# Dataset excerpts start
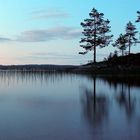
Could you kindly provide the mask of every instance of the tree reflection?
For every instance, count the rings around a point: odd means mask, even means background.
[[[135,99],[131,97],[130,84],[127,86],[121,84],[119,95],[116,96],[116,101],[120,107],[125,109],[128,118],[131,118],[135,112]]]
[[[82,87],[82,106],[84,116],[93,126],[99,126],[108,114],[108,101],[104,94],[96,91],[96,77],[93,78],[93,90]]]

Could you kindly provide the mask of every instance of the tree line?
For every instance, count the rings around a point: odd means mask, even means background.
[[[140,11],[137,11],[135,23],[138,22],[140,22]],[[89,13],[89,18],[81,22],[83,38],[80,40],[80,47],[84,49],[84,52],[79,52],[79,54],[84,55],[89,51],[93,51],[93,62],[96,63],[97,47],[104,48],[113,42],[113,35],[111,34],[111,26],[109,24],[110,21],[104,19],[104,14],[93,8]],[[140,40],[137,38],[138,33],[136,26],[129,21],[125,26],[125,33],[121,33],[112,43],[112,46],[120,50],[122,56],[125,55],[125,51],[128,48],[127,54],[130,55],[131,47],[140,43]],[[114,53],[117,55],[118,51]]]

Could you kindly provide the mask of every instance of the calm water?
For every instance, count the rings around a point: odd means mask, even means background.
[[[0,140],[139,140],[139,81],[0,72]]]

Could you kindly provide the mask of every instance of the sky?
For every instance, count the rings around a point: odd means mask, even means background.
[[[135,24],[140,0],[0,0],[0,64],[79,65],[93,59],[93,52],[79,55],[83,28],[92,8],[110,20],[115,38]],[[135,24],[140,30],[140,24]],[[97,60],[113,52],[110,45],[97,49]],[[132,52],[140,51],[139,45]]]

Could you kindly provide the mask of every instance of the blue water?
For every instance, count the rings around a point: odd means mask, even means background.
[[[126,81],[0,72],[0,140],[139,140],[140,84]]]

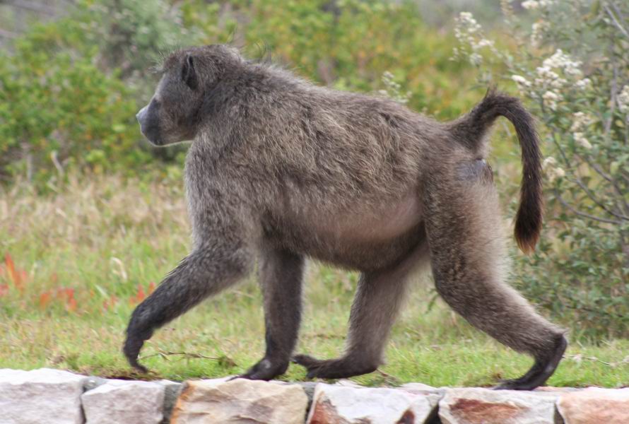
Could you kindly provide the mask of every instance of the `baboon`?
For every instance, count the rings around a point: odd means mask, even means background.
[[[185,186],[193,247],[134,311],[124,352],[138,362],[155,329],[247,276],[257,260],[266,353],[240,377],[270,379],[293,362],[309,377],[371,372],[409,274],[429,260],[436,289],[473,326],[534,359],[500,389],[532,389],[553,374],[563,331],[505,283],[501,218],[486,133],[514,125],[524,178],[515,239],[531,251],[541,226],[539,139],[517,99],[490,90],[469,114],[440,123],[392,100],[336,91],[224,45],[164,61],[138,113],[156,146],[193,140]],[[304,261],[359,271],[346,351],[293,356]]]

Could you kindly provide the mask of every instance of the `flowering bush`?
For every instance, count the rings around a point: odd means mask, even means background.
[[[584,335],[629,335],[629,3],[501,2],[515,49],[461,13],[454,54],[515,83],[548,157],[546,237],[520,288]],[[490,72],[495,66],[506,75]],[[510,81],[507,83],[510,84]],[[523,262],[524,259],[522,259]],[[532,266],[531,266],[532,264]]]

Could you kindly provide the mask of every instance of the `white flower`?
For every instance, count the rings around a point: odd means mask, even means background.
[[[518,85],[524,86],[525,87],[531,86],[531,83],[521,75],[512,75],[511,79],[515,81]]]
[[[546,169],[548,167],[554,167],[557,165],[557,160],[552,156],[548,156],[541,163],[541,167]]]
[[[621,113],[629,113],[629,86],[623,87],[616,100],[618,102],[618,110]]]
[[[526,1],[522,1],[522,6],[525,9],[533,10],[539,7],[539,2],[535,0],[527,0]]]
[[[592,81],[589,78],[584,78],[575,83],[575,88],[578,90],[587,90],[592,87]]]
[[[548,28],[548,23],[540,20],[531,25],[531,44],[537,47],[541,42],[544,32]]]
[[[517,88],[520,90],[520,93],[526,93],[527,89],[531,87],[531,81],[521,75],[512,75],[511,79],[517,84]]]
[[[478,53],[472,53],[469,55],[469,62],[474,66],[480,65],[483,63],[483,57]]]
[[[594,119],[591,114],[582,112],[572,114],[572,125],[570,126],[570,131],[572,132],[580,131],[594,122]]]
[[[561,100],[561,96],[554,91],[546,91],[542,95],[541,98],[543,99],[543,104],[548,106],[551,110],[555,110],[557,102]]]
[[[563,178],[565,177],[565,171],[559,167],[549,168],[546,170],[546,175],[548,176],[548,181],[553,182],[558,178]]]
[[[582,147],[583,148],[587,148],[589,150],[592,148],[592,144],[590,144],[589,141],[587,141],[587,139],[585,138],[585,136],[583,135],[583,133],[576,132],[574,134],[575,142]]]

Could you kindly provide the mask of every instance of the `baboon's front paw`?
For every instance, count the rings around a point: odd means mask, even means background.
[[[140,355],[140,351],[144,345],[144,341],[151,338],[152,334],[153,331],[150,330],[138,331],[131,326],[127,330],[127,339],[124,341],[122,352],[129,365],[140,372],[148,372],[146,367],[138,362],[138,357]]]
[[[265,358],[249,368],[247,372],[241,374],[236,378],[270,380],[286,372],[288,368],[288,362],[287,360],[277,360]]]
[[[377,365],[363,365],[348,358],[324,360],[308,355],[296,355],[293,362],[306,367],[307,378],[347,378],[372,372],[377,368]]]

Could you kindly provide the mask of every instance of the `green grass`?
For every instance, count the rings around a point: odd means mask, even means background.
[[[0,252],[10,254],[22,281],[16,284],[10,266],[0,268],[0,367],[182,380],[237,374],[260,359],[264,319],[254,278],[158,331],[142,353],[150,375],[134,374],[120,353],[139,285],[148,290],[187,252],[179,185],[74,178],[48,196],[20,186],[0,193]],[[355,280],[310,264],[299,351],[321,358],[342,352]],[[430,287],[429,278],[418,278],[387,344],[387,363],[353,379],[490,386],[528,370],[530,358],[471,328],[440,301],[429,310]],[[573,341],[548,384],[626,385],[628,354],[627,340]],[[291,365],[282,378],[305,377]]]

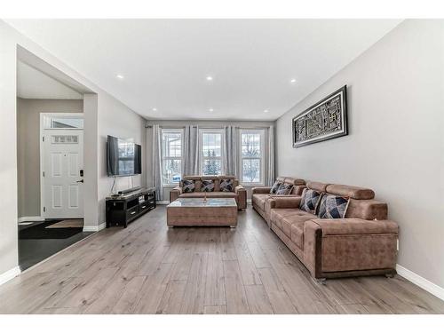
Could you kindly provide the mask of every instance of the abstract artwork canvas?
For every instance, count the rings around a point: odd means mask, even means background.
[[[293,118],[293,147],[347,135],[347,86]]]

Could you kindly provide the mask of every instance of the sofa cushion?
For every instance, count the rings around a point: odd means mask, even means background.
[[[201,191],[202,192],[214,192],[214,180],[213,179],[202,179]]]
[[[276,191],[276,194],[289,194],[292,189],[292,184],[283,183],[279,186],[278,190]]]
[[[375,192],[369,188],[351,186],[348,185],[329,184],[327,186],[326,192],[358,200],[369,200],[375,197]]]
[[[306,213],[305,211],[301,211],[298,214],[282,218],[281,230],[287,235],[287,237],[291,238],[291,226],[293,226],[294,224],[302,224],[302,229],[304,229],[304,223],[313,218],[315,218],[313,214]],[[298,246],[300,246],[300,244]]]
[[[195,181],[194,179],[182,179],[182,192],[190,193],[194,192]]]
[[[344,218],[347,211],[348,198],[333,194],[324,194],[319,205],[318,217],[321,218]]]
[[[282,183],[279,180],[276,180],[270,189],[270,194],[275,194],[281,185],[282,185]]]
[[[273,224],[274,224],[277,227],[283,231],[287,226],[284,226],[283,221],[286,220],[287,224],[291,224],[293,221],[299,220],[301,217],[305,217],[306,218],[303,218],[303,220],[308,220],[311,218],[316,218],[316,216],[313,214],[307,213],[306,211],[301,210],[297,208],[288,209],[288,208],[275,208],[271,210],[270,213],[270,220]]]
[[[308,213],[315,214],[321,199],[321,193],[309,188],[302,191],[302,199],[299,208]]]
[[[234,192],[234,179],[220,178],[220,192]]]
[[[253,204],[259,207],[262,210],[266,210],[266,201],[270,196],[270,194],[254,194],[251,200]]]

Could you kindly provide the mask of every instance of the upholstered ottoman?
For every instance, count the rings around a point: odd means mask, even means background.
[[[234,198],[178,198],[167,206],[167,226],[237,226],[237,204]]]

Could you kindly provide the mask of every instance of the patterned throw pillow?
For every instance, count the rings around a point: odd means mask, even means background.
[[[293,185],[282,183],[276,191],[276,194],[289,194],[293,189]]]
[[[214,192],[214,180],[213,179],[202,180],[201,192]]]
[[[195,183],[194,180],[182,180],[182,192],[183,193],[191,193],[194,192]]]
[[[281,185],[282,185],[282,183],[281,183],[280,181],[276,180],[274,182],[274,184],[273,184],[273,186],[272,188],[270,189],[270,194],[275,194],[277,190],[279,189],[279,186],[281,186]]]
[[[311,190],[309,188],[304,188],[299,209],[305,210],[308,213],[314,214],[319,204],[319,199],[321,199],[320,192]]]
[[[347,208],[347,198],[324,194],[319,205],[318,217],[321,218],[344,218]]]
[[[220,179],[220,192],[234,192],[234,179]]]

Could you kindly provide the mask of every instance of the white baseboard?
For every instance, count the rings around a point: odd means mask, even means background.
# Dataset excerpts end
Written exercise: Only the lines from the one containing "patterned throw pillow?" to the end of the records should be repeated, exactly as they appear.

Answer to the task:
Could you kindly provide the mask of every instance of the patterned throw pillow?
For every instance, count the rings around a point: odd means mask, even means background.
[[[293,185],[282,183],[276,191],[276,194],[289,194],[293,189]]]
[[[214,192],[214,180],[213,179],[202,180],[201,192]]]
[[[195,183],[194,180],[182,180],[182,192],[183,193],[191,193],[194,192]]]
[[[281,185],[282,185],[282,183],[281,183],[280,181],[276,180],[274,182],[274,184],[273,184],[273,186],[272,188],[270,189],[270,194],[275,194],[277,190],[279,189],[279,186],[281,186]]]
[[[311,190],[309,188],[304,188],[299,209],[305,210],[308,213],[314,214],[319,204],[319,199],[321,199],[320,192]]]
[[[347,208],[347,198],[324,194],[319,205],[318,217],[321,218],[344,218]]]
[[[220,179],[220,192],[234,192],[234,179]]]

Could you kindly provide the mask of every instance of the white baseboard?
For every instance, count the rings around a point: odd means mask, even means background.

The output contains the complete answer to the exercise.